- **EXTRACTED TEXT**:

BEGIN

Fighting to hold back her tears, Sandra de Villiers holds a pink tissue in her hands and says her disabled brother was starved and later died of dehydration in a hospital in Pretoria.
Jaco Stols was one of more than 90 mentally ill patients who died after they were moved around to new homes after the state ended its contract with four Life Esidimeni Hospitals in Gauteng.
De Villiers told News24 on Tuesday that her brother, Stols, 53, had been disabled since birth.
She said she noticed her brother was not receiving the treatment he needed at the Cullinan Rehabilitation Centre.
"He had a blue eye and had a wound to his head. I reported the incident, but no one could give us an answer. I found out that he didn't even have clothes anymore, he was just sleeping on his mattress," de Villiers said.
Stols was taken to a private doctor in 2016.
Dehydration, negligence and starvation
De Villiers said the doctor told her that her brother was suffering from dehydration, negligence and starvation.
"At the Cullinan Rehab Centre it felt like those people are locked up like animals in a cage," she claimed. "They never responded very well to my questions about my brother. It felt like they were hiding something."
A few weeks later, Stols was taken to a hospital in Mamelodi, but there was nothing doctors could do for him.
He died on October 14, 2016 of dehydration and starvation.
Teddy bears and Jesus
"My brother loved teddy bears and Jesus. He always wanted us to sing and pray together. I will miss him for that," she said.
In February this year, Health Ombudsman Professor Malegapuru Makgoba found that a total of 94 mentally ill patients had died.He found the patients had died at 16 out of the 27 non-governmental organisations where they were transferred to.

END

- **SUPPLIED DATA**:
BEGIN

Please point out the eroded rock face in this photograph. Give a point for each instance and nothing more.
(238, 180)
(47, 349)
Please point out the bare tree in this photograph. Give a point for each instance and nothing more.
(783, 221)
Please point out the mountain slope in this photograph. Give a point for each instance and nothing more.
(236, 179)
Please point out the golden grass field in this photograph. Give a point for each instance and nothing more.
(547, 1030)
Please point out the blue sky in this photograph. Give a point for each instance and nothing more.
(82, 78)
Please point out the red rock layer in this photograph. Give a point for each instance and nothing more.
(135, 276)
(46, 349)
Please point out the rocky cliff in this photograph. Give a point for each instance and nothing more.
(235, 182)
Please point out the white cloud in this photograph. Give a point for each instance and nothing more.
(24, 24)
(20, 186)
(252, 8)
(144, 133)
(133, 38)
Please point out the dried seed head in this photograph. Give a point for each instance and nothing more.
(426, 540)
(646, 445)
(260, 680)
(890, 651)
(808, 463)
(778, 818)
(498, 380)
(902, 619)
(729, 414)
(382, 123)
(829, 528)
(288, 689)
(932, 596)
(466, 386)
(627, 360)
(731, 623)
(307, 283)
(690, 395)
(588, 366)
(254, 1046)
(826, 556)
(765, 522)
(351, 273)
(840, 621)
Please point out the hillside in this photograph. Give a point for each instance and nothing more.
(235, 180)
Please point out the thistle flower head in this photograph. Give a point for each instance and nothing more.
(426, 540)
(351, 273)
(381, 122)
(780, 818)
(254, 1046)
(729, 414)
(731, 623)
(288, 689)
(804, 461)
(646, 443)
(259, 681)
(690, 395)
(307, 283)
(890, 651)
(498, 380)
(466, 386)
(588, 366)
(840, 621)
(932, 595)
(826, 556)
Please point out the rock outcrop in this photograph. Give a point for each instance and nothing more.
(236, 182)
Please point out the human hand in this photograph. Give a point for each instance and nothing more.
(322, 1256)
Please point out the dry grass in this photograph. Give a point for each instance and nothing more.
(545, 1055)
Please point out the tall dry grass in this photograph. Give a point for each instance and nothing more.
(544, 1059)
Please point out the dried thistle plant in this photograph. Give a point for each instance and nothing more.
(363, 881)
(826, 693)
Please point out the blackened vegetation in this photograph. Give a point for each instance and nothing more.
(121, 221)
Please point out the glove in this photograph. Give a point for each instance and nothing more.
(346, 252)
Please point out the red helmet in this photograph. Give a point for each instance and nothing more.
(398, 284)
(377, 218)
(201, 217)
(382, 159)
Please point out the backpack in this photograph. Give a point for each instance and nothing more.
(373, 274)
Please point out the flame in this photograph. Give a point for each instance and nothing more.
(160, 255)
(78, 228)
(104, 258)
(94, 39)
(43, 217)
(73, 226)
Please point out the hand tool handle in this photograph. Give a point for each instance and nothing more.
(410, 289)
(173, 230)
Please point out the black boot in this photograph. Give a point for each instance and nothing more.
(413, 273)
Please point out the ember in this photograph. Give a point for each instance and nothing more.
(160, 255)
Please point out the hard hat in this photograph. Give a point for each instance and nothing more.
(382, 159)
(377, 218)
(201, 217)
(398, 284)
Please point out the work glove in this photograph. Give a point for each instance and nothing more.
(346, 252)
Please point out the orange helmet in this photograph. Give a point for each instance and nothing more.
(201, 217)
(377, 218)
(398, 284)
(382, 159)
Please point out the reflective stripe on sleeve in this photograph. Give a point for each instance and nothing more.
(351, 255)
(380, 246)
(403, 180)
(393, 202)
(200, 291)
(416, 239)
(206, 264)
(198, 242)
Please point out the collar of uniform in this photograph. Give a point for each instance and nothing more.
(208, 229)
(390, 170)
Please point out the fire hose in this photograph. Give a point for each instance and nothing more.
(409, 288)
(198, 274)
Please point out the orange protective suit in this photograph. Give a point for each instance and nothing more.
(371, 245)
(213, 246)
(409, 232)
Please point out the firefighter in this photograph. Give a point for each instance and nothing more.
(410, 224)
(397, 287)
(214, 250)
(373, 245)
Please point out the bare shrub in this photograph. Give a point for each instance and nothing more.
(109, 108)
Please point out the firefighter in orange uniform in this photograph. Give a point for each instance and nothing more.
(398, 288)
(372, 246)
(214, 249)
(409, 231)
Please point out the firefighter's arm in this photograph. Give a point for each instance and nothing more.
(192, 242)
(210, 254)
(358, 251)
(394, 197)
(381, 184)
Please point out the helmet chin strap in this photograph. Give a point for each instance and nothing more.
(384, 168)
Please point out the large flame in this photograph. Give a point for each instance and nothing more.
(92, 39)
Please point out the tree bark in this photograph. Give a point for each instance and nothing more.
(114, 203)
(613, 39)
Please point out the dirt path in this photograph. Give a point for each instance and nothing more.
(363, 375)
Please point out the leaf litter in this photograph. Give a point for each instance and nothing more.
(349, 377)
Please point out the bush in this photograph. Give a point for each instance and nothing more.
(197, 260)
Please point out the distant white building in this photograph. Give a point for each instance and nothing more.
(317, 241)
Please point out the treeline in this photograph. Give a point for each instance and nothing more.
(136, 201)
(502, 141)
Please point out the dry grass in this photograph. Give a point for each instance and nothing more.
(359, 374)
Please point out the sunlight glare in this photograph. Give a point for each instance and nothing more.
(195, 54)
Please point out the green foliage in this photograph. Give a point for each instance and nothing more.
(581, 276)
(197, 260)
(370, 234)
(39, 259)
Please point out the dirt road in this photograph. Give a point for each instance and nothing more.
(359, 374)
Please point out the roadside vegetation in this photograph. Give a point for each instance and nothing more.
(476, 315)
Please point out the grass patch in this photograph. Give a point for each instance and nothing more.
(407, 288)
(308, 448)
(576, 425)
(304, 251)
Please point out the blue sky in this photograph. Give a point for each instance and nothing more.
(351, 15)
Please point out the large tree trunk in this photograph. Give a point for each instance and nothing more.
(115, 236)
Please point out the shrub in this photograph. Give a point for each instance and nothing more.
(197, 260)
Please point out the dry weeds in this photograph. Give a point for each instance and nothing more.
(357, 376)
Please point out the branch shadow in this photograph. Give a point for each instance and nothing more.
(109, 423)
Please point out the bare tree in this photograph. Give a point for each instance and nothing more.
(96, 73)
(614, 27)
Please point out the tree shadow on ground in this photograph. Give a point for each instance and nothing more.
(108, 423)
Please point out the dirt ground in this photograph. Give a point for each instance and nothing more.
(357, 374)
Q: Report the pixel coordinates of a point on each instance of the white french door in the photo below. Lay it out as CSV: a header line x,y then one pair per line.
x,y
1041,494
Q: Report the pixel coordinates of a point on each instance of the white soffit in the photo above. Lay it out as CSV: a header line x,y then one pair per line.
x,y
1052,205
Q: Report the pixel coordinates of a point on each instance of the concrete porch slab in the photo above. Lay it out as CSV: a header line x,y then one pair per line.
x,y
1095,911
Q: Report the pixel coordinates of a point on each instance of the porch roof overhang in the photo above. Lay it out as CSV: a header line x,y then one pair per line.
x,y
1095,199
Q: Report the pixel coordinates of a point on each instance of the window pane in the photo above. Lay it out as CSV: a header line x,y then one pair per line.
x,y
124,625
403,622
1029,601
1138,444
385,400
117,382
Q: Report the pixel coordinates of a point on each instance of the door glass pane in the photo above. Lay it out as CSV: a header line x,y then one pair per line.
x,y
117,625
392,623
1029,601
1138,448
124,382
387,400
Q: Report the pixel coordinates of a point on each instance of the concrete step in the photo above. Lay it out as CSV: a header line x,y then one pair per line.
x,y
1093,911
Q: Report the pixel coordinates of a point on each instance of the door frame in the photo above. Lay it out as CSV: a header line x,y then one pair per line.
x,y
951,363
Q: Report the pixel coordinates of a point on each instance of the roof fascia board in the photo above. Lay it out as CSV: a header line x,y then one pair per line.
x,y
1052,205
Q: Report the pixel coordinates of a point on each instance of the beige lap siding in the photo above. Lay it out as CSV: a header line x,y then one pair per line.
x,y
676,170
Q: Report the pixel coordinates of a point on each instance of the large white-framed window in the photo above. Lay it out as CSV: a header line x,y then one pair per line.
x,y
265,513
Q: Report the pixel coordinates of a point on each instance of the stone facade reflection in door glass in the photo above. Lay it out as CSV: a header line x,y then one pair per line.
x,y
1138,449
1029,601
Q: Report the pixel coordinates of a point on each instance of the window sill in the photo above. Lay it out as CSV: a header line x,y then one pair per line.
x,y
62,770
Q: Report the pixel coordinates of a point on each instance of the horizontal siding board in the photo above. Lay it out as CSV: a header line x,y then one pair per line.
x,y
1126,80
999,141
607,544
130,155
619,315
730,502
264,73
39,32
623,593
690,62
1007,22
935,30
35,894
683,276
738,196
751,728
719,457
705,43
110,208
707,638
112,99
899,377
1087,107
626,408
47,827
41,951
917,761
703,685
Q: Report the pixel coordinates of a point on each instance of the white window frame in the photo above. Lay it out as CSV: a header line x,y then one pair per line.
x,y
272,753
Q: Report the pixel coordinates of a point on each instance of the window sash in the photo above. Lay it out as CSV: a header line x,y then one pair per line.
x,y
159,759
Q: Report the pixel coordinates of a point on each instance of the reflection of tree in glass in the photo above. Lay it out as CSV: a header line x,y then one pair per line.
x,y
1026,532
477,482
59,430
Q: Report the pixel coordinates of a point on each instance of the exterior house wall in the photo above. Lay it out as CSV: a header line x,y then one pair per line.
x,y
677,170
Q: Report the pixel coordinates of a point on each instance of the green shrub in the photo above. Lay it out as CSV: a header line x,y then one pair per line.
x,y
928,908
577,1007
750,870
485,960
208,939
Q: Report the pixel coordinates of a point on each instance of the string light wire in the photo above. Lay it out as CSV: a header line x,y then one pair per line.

END

- **REQUIRED TASKS**:
**A)** Rewrite the article about Jaco Stols between "Jaco Stols was" and "negligence and starvation.", inclusive, replacing "private doctor" with "family doctor".
**B)** Answer these questions from the article about Jaco Stols:
(i) How old was Stols?
(ii) On what date did he die?
(iii) At how many of the 27 non-governmental organisations did the patients die, according to the Health Ombudsman?

- **ANSWERS FOR THE TASKS**:
**A)**
Jaco Stols was one of more than 90 mentally ill patients who died after they were moved around to new homes after the state ended its contract with four Life Esidimeni Hospitals in Gauteng.
De Villiers told News24 on Tuesday that her brother, Stols, 53, had been disabled since birth.
She said she noticed her brother was not receiving the treatment he needed at the Cullinan Rehabilitation Centre.
"He had a blue eye and had a wound to his head. I reported the incident, but no one could give us an answer. I found out that he didn't even have clothes anymore, he was just sleeping on his mattress," de Villiers said.
Stols was taken to a family doctor in 2016.
Dehydration, negligence and starvation
De Villiers said the doctor told her that her brother was suffering from dehydration, negligence and starvation.

**B)**
(i) 53
(ii) October 14, 2016
(iii) 16